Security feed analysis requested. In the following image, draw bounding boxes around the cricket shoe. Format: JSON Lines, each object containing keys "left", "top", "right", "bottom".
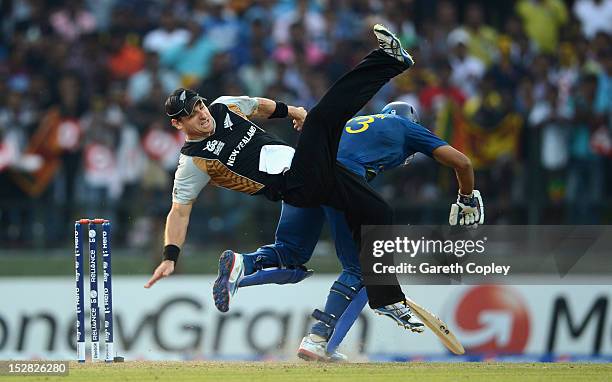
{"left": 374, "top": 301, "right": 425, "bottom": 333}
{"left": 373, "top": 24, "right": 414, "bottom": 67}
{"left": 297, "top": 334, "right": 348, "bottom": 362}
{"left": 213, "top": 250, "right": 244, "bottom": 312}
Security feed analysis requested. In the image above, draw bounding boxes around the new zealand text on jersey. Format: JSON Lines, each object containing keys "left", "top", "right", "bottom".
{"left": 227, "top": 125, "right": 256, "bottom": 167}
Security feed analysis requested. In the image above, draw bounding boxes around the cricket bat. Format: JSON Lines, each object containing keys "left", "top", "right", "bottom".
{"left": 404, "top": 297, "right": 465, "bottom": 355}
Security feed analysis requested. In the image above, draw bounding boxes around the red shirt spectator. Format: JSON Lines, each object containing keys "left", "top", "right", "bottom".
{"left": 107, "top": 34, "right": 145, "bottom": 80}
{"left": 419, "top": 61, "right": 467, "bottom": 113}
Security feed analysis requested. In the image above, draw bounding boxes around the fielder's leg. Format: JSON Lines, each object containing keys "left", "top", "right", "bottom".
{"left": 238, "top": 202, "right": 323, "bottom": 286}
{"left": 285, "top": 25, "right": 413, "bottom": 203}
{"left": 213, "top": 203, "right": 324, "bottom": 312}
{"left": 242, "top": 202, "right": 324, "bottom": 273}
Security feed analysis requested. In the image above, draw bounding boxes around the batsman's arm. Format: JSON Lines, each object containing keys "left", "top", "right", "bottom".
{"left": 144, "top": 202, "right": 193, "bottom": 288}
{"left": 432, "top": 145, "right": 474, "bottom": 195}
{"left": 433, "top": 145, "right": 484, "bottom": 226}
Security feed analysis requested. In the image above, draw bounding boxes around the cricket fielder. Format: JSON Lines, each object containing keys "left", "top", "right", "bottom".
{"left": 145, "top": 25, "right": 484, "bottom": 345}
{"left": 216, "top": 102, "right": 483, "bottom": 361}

□ □ □ □ □

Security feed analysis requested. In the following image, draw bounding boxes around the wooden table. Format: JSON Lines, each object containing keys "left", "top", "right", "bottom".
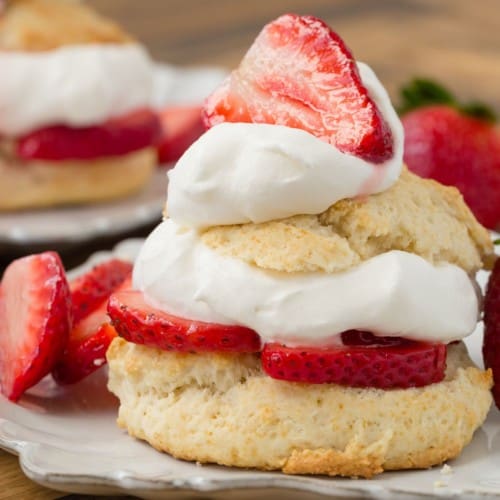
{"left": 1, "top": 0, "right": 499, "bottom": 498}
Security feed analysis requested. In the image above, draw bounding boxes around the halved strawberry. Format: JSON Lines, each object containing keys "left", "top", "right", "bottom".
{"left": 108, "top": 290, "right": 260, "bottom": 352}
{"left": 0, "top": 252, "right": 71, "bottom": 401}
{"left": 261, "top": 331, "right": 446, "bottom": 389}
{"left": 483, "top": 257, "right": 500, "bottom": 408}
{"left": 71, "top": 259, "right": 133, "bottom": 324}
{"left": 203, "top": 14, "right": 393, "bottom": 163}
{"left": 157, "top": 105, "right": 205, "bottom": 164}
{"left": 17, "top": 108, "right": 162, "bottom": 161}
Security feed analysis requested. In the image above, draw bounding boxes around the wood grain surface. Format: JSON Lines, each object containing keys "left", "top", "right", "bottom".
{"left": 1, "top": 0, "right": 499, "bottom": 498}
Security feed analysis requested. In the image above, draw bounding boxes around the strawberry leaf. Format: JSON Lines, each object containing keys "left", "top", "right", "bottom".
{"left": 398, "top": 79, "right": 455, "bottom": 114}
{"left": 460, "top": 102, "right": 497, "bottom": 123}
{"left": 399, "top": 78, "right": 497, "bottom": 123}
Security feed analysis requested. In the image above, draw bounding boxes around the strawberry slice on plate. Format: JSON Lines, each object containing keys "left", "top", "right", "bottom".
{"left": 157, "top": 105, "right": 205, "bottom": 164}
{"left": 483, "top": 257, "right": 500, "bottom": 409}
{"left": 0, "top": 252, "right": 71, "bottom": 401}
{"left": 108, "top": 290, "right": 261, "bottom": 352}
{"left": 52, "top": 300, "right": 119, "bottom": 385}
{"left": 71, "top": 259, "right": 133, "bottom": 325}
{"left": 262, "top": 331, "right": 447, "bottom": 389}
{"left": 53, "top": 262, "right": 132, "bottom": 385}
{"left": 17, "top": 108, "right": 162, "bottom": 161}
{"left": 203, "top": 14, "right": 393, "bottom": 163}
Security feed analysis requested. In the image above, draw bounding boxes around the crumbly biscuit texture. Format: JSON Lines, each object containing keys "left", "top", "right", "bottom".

□ □ □ □ □

In the listing above, find the line with "the wood grain" and the line with "around the crumbly", then reproduce both and every line between them exactly.

Security feed analysis requested. In the image above, draw bounding boxes around the wood grain surface. Format: JSON Lines, each object containing keys "left", "top", "right", "bottom".
{"left": 1, "top": 0, "right": 499, "bottom": 498}
Security feed analysis requested. In the image above, draw bounding boxes around the strawberry leaf. Format: JSON Lines, each object containing keys "left", "top", "right", "bottom".
{"left": 398, "top": 79, "right": 455, "bottom": 114}
{"left": 460, "top": 102, "right": 497, "bottom": 123}
{"left": 399, "top": 78, "right": 497, "bottom": 123}
Security feed analysis requested. In the image above, draw bounding boxes around the strawberry slice on plate. Format: JSON Lines, each object containing keys "left", "top", "right", "bottom".
{"left": 157, "top": 105, "right": 205, "bottom": 164}
{"left": 483, "top": 257, "right": 500, "bottom": 409}
{"left": 0, "top": 252, "right": 71, "bottom": 401}
{"left": 108, "top": 290, "right": 261, "bottom": 352}
{"left": 52, "top": 300, "right": 119, "bottom": 385}
{"left": 71, "top": 259, "right": 133, "bottom": 325}
{"left": 262, "top": 331, "right": 447, "bottom": 389}
{"left": 53, "top": 262, "right": 132, "bottom": 385}
{"left": 17, "top": 108, "right": 162, "bottom": 161}
{"left": 203, "top": 14, "right": 393, "bottom": 163}
Security feed analysis requested. In the image above, draw bounding boxes around the crumbly biscuit texture. Format: JSON Lines, each object containing keys "left", "top", "right", "bottom".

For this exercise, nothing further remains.